本文
════════

三井物産からMoon Creative Labへ出向し社内起業を経験したのち、三井物産に戻って活躍されている方々にお話を聞くインタビュー。今回は、インド三井物産(株)ムンバイ支店 次世代・機能推進部の部長としてICTビジネスに携わりながら、プライベートの時間を使用して日本のIPビジネスの可能性を探る山中 崇之(やまなか・たかゆき)さんへインタビュー。彼がMoonでスタートアップに挑戦して学んだこととは?

════════

提供資料
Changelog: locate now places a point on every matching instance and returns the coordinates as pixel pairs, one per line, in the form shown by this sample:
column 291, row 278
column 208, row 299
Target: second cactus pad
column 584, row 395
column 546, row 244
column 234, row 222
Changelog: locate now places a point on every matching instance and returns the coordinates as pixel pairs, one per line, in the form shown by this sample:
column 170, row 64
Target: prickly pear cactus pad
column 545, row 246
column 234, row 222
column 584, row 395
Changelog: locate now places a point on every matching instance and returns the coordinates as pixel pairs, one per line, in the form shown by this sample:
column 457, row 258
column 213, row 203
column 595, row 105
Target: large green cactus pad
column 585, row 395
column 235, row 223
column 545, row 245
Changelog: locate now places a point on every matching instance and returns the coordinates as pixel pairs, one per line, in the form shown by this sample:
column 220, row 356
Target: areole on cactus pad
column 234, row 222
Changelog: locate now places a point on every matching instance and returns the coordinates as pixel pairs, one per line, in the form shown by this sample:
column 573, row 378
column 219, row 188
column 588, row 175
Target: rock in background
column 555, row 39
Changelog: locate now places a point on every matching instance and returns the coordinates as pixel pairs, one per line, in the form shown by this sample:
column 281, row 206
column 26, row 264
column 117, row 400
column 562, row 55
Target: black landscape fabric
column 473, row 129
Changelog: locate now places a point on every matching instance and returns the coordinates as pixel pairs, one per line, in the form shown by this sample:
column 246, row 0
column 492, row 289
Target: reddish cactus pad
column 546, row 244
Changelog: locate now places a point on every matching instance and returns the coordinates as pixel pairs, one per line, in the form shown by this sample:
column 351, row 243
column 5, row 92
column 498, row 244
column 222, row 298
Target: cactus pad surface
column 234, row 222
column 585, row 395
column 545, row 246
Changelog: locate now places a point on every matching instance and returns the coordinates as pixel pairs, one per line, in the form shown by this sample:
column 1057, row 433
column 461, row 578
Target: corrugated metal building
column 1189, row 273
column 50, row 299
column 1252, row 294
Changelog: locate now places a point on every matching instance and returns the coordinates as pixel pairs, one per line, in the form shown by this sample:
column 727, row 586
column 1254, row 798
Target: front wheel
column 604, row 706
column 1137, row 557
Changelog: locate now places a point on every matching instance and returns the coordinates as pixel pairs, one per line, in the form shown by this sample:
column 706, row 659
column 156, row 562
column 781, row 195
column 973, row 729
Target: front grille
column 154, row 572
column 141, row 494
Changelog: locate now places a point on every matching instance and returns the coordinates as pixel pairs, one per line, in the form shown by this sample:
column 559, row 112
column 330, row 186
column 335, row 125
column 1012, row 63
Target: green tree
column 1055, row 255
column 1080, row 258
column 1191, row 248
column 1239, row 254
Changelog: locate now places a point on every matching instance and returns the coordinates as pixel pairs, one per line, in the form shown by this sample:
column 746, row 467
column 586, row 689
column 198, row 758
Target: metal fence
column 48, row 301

════════

出題内容 1
上の行のうち、文字列「cactus」を含むものをすべて選び出し、そのまま書き写すこと。大文字と小文字は区別する。
出題内容 2
上のインタビュー紹介文の続きを、最後の文のあとから書き進めること。

解答 1
Target: second cactus pad
Target: prickly pear cactus pad
Target: large green cactus pad
Target: areole on cactus pad
Target: reddish cactus pad
Target: cactus pad surface

解答 2
目次

  1. 国内IPビジネスの海外展開をサポート
  2. Twitterに1万超のフォロワーが集まる
  3. 個人のつながりが巨大なシナジーを生む

1.国内IPビジネスの海外展開をサポート 

山中さんの経歴は多彩です。1999年に通関士の資格を持って三井物産に入社後、物流本部で貿易・物流業務に7年間従事。その後、2005年から2年間のインド赴任を経て、2007年から鉄鋼製品本部で7年間、海外営業や基幹システム開発のプロジェクトマネージメントなどに携わりました。その後、メディア事業部へ異動を希望し、2015年から約3年間、CSチャンネルの番組キッズステーションでCOO(Chief Operating Officer)を務めたほか、ワールド・ハイビジョン・チャンネル(BS12)の事業管理・支援を行い、2018年にはゲームを中心としたライブ配信プラットフォーム「Mildom」事業の立ち上げメンバーとして参画。2020年11月から2022年10月までMoonで新規事業創出へ挑戦し、現在はBtoBを中心にICTビジネスを推進するインド三井物産(株)ムンバイ支店 次世代・機能推進部の部長を務めています。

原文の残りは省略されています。